■ Exercise:
Name every court case cited by name in the court excerpt below.

■ Selected excerpt:
= = = =
In Caniglia v. Strom, the Supreme Court held there is no standalone community caretake doctrine that justifies warrantless searches and seizures in the home. 141 S.Ct. 1596, 1599-1600 (2021). The Supreme Court made clear warrantless entry into a home is different than for vehicles, or other objects. Id. at 1600.
In this case, the Government argues Officer Orr was acting in his role as a community caretaker when he opened the flash drive in an attempt to find the owner of the set of keys. The Court agrees. The identification of the owner of lost property is a governmental interest that outweighs the individual's interest in freedom from government intrusion. The Second Circuit similarly found that “although an owner retains some privacy interest in property that is merely lost or stolen, . . . that interest is outweighed by the interest of law enforcement officials in identifying and returning such property to the owner.” Gudema v. Nassau Cty., 163 F.3d 717, 722 (2d Cir. 1998). The Second Circuit reaffirmed this holding in United States v. Stacy, 802 Fed. App'x 611 (2d Cir. 2020). In Stacy, a woman saw a man on a bicycle drop a cell phone. Id. at 612. She turned the phone into the police, who accessed it to identify its owner. Id. When the officer opened the phone, she saw an image of child pornography. Id. The Second Circuit stated, “[a]lthough police officers usually require a warrant to conduct a search, they may execute a limited, warrantless search of lost property to identify the owner and inventory the item(s).” Id. at 613.
= = = =
■ Data listing:
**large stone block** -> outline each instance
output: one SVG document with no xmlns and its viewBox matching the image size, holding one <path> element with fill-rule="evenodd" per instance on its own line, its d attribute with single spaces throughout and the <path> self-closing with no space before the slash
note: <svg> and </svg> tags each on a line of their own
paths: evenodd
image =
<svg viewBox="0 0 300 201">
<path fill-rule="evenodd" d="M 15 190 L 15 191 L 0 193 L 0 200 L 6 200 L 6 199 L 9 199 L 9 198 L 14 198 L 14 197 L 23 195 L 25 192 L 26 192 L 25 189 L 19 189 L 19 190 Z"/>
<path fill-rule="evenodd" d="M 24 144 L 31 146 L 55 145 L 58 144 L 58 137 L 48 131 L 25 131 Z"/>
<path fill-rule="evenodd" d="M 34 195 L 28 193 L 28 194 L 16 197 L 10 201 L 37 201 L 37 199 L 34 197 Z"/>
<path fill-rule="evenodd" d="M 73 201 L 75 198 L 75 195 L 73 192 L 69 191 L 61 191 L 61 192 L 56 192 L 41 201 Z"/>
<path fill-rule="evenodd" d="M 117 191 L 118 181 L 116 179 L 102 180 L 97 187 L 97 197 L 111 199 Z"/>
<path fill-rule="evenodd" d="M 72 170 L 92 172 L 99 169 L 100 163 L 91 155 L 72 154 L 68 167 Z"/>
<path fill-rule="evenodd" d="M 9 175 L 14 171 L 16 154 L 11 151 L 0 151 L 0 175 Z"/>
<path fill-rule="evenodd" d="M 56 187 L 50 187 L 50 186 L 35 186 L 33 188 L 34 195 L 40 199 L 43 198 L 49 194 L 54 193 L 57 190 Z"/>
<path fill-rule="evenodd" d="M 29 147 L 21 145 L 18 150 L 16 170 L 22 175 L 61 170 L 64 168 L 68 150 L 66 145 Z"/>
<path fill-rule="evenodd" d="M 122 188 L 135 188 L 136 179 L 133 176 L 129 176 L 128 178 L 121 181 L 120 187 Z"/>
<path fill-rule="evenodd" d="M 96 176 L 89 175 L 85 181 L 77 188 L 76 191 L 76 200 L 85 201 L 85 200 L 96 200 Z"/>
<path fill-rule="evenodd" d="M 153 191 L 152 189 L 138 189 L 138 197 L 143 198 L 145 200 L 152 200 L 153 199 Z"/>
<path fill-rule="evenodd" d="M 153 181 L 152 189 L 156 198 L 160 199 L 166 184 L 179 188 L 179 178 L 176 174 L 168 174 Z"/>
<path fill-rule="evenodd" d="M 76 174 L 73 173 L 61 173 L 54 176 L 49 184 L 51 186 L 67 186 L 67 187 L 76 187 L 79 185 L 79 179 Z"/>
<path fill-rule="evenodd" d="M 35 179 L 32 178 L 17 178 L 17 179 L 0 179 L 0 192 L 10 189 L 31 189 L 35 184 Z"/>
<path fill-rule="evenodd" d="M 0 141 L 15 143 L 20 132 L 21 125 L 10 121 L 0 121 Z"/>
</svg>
= = = =
■ Exercise solution:
Caniglia v. Strom
Gudema v. Nassau Cty.
United States v. Stacy